**Quoted passage:**
****
# will my big fish eat my little fish?



## djm5683

i have 5 lake malawi cichlids in a 30 gallon that are mature and about 5 inches long. I have 10 gallon tank with 7 1.25 inch malawi cichlids and am thinking about combining the two into one 55 gallon tank. Will the big cichlids eat the little ones if i combine the two tanks into one 55 gallon?


----------



## Neolamprologus Marco

Big fish eat little fish.


----------



## MalawiLover

If the little ones can fit in the mouths of the bigger ones, they are fair game. What species are we talking about? Some will be more forgiving than others. Also, if you have really good hiding places for the smaller ones that the big ones can't get into, you may have better results.


----------



## webgirl74

They may be OK. Are the juvies of the same species as your mature fish? I added some extra juvie female peacocks (2") to my 55 gallon for a male I have that is over 4" and they got along fine. Just to be safe though, you might want to set up your 55 gallon and cycle it, then add your adult fish. Transfer the juveniles to your 30 gallon to grow out a bit more and then add them to the 55 gallon. I did try adding some non-cichlid dither fish to my tank and they maybe lasted 2 days. The fish basically ganged up on the smaller fish and battered them so much that they died from stress and injury.
****
**Dataset records:**
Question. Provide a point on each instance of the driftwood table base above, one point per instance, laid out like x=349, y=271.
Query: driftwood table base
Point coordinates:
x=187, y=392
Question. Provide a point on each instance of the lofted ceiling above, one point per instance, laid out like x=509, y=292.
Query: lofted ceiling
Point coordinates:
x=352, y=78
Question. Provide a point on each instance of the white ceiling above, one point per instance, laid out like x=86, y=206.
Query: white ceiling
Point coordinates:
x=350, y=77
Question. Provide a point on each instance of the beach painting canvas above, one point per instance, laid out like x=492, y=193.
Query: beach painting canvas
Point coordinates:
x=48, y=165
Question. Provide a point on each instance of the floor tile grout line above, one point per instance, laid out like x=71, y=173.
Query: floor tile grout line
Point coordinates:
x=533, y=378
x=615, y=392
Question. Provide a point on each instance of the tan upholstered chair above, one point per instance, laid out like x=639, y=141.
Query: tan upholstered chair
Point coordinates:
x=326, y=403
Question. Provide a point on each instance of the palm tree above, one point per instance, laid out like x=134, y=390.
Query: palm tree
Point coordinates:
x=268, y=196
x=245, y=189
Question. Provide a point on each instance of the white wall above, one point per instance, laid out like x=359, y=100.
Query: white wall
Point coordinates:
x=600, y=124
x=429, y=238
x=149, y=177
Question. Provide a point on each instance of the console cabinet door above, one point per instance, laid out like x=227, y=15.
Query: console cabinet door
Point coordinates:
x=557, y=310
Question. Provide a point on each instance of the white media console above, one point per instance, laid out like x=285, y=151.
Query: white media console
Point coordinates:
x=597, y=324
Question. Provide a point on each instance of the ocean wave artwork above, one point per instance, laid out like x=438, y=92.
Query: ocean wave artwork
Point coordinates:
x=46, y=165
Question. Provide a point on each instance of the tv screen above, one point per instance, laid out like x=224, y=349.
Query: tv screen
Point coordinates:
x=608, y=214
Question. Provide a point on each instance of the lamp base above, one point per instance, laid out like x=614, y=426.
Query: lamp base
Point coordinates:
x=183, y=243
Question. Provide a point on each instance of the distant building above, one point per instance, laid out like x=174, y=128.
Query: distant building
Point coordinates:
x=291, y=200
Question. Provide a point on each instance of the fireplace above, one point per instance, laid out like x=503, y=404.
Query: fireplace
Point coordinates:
****
**Short problem 1:**
List every username that appears as a poster in the cichlid thread.
**Short problem 2:**
Do these statements agree with the cichlid thread? Answer yes or no for each, quoting the words that decide it. (a) The mature cichlids in the 30 gallon tank are about 5 inches long. (b) The non-cichlid dither fish webgirl74 added survived for several weeks. (c) MalawiLover suggests hiding places for the smaller fish that the larger fish cannot enter.
Work only from the cichlid thread itself.

**Expected answer 1:**
djm5683, Neolamprologus Marco, MalawiLover, webgirl74

**Expected answer 2:**
(a) Yes: "mature and about 5 inches long"
(b) No: "they maybe lasted 2 days"
(c) Yes: "really good hiding places for the smaller ones that the big ones can't get into"